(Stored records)
************

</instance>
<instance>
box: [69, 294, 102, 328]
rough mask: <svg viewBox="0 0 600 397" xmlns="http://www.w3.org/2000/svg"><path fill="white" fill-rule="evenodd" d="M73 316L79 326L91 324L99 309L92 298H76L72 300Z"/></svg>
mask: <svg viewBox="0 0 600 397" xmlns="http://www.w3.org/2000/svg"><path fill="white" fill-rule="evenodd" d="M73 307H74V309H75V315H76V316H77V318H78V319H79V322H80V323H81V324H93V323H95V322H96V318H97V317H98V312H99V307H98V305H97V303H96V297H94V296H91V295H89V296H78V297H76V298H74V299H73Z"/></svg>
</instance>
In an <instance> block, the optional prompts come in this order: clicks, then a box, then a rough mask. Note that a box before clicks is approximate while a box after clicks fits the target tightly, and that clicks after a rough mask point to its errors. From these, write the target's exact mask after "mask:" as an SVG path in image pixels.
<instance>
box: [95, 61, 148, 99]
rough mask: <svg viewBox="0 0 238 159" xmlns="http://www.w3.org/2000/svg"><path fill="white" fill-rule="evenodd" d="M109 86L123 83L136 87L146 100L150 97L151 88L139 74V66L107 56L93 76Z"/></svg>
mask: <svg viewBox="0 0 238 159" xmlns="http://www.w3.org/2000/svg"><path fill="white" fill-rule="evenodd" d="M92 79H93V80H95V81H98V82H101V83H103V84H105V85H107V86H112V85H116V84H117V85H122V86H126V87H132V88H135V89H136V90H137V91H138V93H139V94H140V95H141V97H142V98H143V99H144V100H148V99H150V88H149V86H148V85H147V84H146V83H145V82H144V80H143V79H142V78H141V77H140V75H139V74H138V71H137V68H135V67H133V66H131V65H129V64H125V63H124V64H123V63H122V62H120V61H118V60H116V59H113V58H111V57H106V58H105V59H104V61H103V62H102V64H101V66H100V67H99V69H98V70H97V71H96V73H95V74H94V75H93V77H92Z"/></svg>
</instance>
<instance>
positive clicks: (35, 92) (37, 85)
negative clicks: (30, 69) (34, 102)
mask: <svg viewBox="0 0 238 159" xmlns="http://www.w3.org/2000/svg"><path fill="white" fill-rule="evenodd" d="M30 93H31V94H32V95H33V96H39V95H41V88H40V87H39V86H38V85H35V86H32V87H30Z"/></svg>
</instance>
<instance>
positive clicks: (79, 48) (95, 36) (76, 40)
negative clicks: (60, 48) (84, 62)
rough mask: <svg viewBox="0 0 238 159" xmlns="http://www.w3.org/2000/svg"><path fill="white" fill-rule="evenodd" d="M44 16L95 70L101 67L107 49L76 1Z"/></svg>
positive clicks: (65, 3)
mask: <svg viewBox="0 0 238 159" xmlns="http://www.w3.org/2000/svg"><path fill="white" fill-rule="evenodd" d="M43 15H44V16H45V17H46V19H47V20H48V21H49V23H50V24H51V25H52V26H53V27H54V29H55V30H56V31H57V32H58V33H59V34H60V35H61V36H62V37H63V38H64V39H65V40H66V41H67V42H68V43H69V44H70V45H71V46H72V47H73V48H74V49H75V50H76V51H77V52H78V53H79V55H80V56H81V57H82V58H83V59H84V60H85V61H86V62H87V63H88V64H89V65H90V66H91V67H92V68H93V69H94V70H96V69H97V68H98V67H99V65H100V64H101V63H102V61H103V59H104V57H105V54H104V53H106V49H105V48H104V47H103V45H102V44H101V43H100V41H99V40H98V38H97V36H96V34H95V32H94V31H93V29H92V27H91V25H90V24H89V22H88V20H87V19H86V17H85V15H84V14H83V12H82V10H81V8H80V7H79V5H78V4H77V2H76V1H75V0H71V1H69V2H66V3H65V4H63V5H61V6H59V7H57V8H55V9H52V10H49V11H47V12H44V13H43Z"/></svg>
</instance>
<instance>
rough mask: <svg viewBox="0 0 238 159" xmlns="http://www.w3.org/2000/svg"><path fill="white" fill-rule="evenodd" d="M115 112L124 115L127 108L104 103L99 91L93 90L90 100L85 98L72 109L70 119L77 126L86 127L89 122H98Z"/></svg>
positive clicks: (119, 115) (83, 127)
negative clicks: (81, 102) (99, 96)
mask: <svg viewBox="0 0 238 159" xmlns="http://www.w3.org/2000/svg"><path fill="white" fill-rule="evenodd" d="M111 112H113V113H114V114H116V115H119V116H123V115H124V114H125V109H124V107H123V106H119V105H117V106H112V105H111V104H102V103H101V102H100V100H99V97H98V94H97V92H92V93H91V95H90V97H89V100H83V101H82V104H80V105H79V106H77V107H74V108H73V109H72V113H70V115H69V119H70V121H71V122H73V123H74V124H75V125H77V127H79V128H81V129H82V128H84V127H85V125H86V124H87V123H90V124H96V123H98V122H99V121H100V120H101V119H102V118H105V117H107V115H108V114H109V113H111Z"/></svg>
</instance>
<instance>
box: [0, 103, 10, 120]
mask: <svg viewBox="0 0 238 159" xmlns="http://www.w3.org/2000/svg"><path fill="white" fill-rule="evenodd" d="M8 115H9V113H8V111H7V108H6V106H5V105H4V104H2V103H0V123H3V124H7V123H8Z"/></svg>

************

[EXERCISE BRIEF] Output each record precisely as written.

[ANSWER TO THIS TASK]
</instance>
<instance>
box: [69, 294, 102, 328]
rough mask: <svg viewBox="0 0 600 397" xmlns="http://www.w3.org/2000/svg"><path fill="white" fill-rule="evenodd" d="M73 316L79 326L91 324L99 309L92 298H76L72 300Z"/></svg>
mask: <svg viewBox="0 0 600 397" xmlns="http://www.w3.org/2000/svg"><path fill="white" fill-rule="evenodd" d="M73 307H74V309H75V315H76V316H77V318H78V319H79V322H80V323H81V324H93V323H95V322H96V318H97V317H98V312H99V307H98V305H97V303H96V297H94V296H91V295H89V296H78V297H76V298H74V299H73Z"/></svg>
</instance>
In an <instance> block, the optional prompts come in this order: clicks, then a box, then a rough mask. Note that a box before clicks is approximate while a box after clicks fits the target tightly, and that clicks after a rough mask point to its errors. From these, write the target's exact mask after "mask:" as an SVG path in image pixels.
<instance>
box: [95, 61, 148, 99]
rough mask: <svg viewBox="0 0 238 159" xmlns="http://www.w3.org/2000/svg"><path fill="white" fill-rule="evenodd" d="M109 86L123 83L136 87L146 100L150 97L151 88L139 74V66L107 56L93 76Z"/></svg>
mask: <svg viewBox="0 0 238 159" xmlns="http://www.w3.org/2000/svg"><path fill="white" fill-rule="evenodd" d="M92 79H93V80H95V81H98V82H101V83H103V84H105V85H107V86H112V85H116V84H117V85H122V86H126V87H132V88H135V89H136V90H137V91H138V93H139V94H140V95H141V97H142V98H143V99H144V100H148V99H150V88H149V86H148V85H147V84H146V83H145V82H144V80H143V79H142V78H141V77H140V75H139V74H138V71H137V68H135V67H133V66H131V65H129V64H125V63H124V64H123V63H122V62H120V61H118V60H116V59H113V58H111V57H106V58H105V59H104V61H103V62H102V64H101V66H100V67H99V69H98V70H97V71H96V73H95V74H94V75H93V77H92Z"/></svg>
</instance>
<instance>
positive clicks: (35, 92) (37, 85)
negative clicks: (30, 69) (34, 102)
mask: <svg viewBox="0 0 238 159" xmlns="http://www.w3.org/2000/svg"><path fill="white" fill-rule="evenodd" d="M30 93H31V94H32V95H33V96H39V95H41V88H40V87H39V86H38V85H35V86H32V87H30Z"/></svg>
</instance>
<instance>
positive clicks: (79, 48) (95, 36) (76, 40)
negative clicks: (60, 48) (84, 62)
rough mask: <svg viewBox="0 0 238 159" xmlns="http://www.w3.org/2000/svg"><path fill="white" fill-rule="evenodd" d="M44 16L95 70L101 67L107 49L76 1Z"/></svg>
positive clicks: (65, 3)
mask: <svg viewBox="0 0 238 159" xmlns="http://www.w3.org/2000/svg"><path fill="white" fill-rule="evenodd" d="M43 15H44V16H45V17H46V19H47V20H48V21H49V23H50V24H51V25H52V26H53V27H54V29H55V30H56V31H57V32H58V33H59V34H60V35H61V36H62V37H63V38H64V39H65V40H66V41H67V42H68V43H69V44H70V45H71V46H72V47H73V48H74V49H75V50H76V51H77V52H78V53H79V55H80V56H81V57H82V58H83V59H84V60H85V61H86V62H87V63H88V64H89V65H90V66H91V67H92V68H93V69H94V70H96V69H97V68H98V67H99V65H100V64H101V63H102V61H103V59H104V57H105V54H104V53H106V49H105V48H104V47H103V45H102V44H101V43H100V41H99V40H98V38H97V36H96V34H95V32H94V31H93V29H92V27H91V25H90V24H89V22H88V20H87V19H86V17H85V15H84V14H83V12H82V10H81V8H80V7H79V5H78V4H77V2H76V1H75V0H71V1H69V2H66V3H65V4H63V5H61V6H59V7H57V8H55V9H52V10H49V11H47V12H44V13H43Z"/></svg>
</instance>
<instance>
rough mask: <svg viewBox="0 0 238 159" xmlns="http://www.w3.org/2000/svg"><path fill="white" fill-rule="evenodd" d="M115 112L124 115L127 108L104 103L99 91L93 90L90 100L85 98L72 109L70 119L77 126L86 127L89 122H98Z"/></svg>
positive clicks: (119, 115) (83, 127)
negative clicks: (81, 102) (99, 96)
mask: <svg viewBox="0 0 238 159" xmlns="http://www.w3.org/2000/svg"><path fill="white" fill-rule="evenodd" d="M111 112H113V113H114V114H116V115H119V116H123V115H124V114H125V109H124V107H123V106H119V105H117V106H112V105H111V104H102V103H101V102H100V100H99V97H98V94H97V92H92V93H91V95H90V97H89V100H83V101H82V104H80V105H79V106H77V107H74V108H73V109H72V113H70V115H69V119H70V121H71V122H73V123H74V124H75V125H77V127H79V128H81V129H82V128H84V127H85V125H86V124H87V123H90V124H96V123H98V122H99V121H100V120H101V119H102V118H105V117H107V115H108V114H109V113H111Z"/></svg>
</instance>
<instance>
box: [0, 103, 10, 120]
mask: <svg viewBox="0 0 238 159" xmlns="http://www.w3.org/2000/svg"><path fill="white" fill-rule="evenodd" d="M8 115H9V113H8V111H7V108H6V106H5V105H4V104H2V103H0V123H3V124H7V123H8Z"/></svg>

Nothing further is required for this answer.